→ **EXERCISE REQUIREMENTS**:
The exercise asks for every line of the data to be reproduced exactly.

** BEGIN SUPPLIED MATERIAL **

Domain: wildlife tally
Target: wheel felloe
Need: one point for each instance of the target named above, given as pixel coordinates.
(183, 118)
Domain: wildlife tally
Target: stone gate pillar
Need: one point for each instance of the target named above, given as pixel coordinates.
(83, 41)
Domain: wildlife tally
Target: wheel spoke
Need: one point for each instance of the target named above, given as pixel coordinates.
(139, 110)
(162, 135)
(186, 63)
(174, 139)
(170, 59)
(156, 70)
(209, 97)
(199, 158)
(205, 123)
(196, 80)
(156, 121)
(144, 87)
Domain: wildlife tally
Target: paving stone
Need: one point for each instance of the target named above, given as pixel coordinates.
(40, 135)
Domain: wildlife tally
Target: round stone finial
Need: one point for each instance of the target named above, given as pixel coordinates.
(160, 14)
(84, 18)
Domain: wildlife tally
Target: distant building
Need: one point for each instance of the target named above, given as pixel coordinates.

** END SUPPLIED MATERIAL **

→ **CORRECT RESULT**:
Domain: wildlife tally
Target: wheel felloe
Need: one point for each instance of the target named above, given as pixel coordinates.
(183, 118)
Domain: wildlife tally
Target: stone gate pillar
Need: one point for each instance of the target named above, given as pixel coordinates.
(83, 41)
Domain: wildlife tally
Target: wheel spoke
Need: one point for each instance of the target named above, given as pixel coordinates.
(139, 110)
(162, 135)
(186, 63)
(174, 139)
(170, 59)
(156, 70)
(209, 97)
(199, 158)
(205, 123)
(196, 80)
(156, 121)
(144, 87)
Domain: wildlife tally
Target: paving stone
Need: one point for each instance of the target named above, given as pixel coordinates.
(40, 135)
Domain: wildlife tally
Target: round stone finial
Need: one point for each instance of the target named above, given as pixel coordinates.
(160, 14)
(84, 18)
Domain: wildlife tally
Target: distant building
Need: one point for each instance of the target named above, given as pixel coordinates.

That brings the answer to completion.